# Record excerpts
******
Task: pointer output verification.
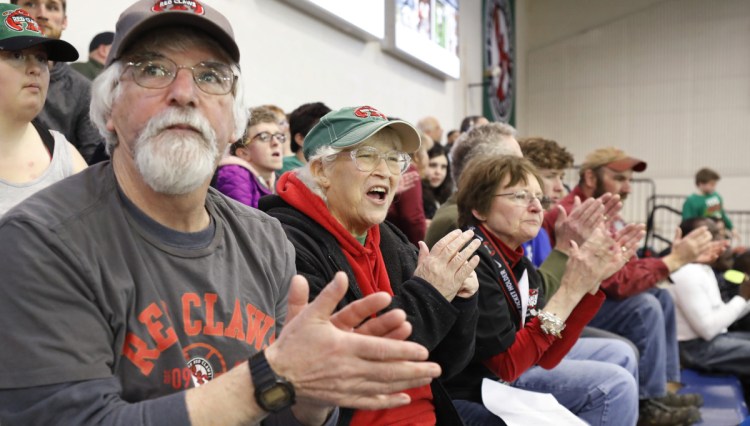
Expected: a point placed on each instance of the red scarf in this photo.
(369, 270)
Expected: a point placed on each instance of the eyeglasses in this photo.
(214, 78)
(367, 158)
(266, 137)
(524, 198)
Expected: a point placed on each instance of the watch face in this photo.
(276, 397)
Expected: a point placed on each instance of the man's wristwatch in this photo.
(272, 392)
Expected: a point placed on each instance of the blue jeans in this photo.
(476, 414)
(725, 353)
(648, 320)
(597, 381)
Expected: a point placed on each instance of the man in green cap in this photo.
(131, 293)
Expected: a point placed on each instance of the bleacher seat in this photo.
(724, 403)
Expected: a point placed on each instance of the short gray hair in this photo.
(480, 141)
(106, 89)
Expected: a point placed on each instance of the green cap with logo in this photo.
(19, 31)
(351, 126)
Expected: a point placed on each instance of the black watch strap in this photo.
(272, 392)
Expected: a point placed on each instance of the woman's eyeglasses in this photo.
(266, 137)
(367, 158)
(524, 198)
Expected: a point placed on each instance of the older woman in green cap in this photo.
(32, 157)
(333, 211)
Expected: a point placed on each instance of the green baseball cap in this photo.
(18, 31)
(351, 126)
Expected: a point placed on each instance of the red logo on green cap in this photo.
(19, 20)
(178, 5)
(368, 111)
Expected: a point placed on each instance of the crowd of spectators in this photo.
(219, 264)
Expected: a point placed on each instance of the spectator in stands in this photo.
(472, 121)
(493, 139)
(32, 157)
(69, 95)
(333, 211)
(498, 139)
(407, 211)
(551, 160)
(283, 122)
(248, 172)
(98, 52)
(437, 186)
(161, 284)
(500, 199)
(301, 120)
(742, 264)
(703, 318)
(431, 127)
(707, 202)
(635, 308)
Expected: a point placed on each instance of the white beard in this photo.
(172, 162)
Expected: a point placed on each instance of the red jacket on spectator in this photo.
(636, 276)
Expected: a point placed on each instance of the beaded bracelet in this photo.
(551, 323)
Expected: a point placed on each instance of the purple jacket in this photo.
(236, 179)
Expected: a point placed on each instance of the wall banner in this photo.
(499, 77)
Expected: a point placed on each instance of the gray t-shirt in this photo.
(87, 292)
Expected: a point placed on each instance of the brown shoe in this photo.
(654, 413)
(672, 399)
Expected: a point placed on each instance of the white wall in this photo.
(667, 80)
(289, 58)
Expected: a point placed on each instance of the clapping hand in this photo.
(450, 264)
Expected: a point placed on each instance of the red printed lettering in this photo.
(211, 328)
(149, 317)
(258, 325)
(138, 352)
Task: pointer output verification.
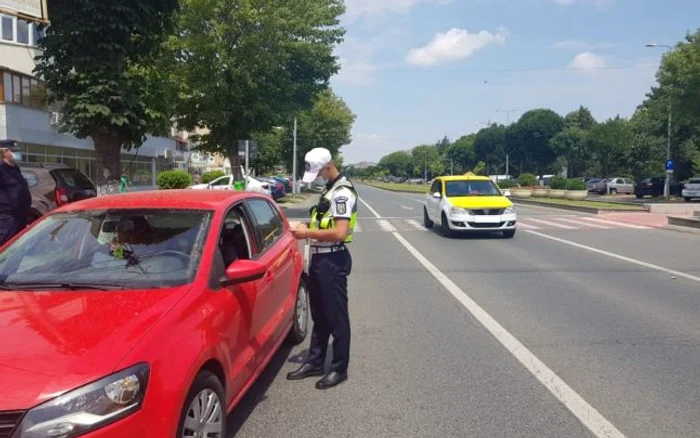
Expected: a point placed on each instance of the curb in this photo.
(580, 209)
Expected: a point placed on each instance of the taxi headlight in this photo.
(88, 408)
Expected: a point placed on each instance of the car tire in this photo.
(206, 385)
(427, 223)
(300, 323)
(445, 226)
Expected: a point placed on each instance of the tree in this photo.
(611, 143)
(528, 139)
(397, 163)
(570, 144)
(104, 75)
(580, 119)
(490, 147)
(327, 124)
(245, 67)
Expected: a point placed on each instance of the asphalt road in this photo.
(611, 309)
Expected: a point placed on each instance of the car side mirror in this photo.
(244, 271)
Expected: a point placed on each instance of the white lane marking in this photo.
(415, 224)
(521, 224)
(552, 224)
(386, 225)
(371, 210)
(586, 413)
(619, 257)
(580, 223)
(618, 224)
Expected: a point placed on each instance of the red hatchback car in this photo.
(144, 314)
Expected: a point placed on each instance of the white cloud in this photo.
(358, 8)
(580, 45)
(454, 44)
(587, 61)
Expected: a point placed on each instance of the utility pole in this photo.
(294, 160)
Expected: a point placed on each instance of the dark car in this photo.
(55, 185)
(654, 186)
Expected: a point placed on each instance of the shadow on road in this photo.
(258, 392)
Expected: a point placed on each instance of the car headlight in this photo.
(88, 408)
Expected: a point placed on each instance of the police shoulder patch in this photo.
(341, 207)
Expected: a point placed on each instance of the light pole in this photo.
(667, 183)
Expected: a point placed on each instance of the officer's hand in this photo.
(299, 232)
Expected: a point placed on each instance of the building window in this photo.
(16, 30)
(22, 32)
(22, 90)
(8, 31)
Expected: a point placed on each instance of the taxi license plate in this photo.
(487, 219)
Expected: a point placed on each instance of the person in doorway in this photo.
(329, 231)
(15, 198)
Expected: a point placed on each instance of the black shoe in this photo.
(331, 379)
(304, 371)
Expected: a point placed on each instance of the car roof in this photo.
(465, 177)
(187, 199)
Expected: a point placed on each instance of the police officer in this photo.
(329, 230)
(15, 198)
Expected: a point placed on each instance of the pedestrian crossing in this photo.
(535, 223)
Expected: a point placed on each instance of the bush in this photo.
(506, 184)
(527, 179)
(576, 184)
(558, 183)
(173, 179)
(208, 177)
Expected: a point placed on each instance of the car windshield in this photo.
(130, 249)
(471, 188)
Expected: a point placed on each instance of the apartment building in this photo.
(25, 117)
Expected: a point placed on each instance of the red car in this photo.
******
# Task item
Retype exactly the line with "Expected: a point placed on each instance of the police officer" and each line after it until the records end, and include no other line.

# Result of the task
Expected: a point placed on each instance of the police officer in this photo.
(329, 230)
(15, 198)
Expected: a point placed on each instance of the pedestrian crossing in this photo.
(535, 223)
Expected: a point placed on each instance of the bush in this photo.
(506, 184)
(527, 179)
(576, 184)
(558, 183)
(173, 179)
(208, 177)
Expected: a point placed on each instance of the car windshield in this photo.
(130, 249)
(471, 188)
Expected: a point placed on each instance of the apartment building in this photo.
(25, 117)
Expected: a point placed on each instance of the red car in this photo.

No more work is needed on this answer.